(Problem requirements): Could you write out the line containing "Please identify the snowy" and all the lines below it in the data, exactly, through the final one and nothing else?

(Extracted records):

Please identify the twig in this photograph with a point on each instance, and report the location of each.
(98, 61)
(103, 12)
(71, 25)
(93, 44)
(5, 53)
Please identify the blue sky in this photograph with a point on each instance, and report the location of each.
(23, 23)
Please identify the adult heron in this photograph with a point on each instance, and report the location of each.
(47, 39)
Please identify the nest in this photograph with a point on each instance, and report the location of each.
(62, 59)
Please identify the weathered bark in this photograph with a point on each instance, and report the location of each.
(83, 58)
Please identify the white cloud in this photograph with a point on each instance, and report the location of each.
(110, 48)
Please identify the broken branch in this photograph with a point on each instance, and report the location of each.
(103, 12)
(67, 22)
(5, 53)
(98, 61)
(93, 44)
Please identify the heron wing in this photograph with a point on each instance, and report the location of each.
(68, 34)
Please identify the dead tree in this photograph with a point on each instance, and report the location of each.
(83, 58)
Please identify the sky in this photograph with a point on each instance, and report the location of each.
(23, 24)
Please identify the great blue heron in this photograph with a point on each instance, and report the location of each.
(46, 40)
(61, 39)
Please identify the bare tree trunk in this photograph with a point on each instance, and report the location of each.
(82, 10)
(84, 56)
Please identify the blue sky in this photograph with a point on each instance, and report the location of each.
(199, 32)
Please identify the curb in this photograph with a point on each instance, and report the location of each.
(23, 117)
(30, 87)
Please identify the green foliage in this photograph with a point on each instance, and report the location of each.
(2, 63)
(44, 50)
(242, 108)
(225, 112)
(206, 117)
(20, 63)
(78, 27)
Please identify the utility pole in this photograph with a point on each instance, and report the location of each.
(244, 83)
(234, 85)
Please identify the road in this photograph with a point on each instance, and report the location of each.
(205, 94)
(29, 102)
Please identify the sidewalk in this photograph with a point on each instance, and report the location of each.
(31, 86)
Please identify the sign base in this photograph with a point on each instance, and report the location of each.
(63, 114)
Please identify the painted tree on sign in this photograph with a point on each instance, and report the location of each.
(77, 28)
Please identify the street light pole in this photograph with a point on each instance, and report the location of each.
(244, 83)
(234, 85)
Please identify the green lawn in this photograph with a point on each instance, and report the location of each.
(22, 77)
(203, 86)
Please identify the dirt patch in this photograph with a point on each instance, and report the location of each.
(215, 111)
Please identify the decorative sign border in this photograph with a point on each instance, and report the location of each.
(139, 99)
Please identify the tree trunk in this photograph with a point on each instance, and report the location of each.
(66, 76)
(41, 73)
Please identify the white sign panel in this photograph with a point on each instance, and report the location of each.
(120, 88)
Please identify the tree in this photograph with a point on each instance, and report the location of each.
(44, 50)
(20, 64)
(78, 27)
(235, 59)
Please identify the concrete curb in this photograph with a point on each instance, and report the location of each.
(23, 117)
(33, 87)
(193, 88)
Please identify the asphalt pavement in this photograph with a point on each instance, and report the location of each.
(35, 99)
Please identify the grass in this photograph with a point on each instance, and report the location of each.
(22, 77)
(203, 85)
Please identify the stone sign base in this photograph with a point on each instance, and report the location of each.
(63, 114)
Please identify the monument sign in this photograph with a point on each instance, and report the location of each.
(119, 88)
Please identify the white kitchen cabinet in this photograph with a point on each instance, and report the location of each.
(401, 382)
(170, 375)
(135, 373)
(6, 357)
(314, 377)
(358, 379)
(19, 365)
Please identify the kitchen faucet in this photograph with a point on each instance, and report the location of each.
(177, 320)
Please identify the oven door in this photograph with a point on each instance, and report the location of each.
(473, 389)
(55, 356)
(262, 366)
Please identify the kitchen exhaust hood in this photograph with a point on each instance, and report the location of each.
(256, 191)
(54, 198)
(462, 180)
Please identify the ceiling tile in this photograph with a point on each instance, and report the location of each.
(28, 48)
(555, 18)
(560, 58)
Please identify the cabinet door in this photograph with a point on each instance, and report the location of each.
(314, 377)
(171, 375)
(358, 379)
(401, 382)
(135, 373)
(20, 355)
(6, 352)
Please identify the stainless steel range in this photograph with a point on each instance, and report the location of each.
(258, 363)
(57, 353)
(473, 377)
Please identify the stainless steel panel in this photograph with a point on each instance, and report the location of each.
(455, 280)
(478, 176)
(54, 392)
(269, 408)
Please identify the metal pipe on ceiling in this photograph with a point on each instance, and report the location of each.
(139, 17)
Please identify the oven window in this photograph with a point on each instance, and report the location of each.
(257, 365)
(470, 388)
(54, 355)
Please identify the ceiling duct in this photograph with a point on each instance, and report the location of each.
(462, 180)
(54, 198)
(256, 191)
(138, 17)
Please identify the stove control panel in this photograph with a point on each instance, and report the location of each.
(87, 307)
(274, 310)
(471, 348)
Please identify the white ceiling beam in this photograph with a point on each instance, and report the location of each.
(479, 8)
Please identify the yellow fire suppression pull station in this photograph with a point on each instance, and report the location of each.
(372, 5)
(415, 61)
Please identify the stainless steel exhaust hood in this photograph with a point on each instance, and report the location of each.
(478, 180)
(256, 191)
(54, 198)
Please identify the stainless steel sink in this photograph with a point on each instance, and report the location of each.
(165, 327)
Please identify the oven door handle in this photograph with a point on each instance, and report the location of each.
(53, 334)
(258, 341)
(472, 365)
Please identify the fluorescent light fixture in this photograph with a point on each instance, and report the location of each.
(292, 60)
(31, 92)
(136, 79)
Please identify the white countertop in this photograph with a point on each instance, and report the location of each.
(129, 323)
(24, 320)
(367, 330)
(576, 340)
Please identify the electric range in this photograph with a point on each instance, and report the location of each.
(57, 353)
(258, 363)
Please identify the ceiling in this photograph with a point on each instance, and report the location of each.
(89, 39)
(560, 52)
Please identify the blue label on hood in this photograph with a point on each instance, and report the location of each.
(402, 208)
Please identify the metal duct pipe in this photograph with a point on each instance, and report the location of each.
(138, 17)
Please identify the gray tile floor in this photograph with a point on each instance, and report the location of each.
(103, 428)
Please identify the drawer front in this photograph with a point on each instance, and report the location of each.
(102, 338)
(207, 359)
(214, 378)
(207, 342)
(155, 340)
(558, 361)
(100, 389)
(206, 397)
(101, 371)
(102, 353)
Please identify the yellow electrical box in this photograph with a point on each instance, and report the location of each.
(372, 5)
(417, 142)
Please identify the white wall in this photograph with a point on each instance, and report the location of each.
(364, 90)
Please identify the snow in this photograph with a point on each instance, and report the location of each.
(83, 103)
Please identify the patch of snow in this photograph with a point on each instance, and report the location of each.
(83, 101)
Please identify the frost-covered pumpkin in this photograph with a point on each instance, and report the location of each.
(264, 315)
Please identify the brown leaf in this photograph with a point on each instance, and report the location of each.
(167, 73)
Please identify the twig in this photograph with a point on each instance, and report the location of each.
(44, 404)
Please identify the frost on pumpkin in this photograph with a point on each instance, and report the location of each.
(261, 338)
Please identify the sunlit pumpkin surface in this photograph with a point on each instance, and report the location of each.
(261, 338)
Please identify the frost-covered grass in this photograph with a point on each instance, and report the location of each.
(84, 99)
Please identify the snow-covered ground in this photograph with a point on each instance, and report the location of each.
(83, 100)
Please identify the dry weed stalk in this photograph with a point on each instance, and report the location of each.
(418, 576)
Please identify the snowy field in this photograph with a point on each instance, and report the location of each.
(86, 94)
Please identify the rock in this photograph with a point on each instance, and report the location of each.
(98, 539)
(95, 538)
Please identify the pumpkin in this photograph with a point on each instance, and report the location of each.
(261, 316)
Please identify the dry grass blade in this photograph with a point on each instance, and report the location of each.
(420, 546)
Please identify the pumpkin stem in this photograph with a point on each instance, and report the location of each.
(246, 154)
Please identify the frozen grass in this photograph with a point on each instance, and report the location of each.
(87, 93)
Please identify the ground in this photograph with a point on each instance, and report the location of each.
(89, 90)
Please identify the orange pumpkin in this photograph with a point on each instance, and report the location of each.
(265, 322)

(Response area):
Please identify the snowy field in this photograph with a point on each instance, and report the location of each.
(86, 94)
Please identify the rock in this photograph with a point on each instance, and report the location of each.
(98, 539)
(95, 538)
Please identify the pumpkin in this photograph with a point on each instance, and report the location of each.
(261, 316)
Please identify the dry grass blade in this photograph with a point on each instance, and report the location of each.
(420, 546)
Please identify the pumpkin stem in this photograph with a point on each instance, and report the location of each.
(246, 154)
Please identify the frozen grass in this photograph with a point on each instance, and report the location of each.
(87, 93)
Please identify the ground in this photograph with a point on each instance, and report the location of each.
(89, 90)
Please identify the orange pumpkin in this photograph with a point on each instance, and report the location of each.
(265, 322)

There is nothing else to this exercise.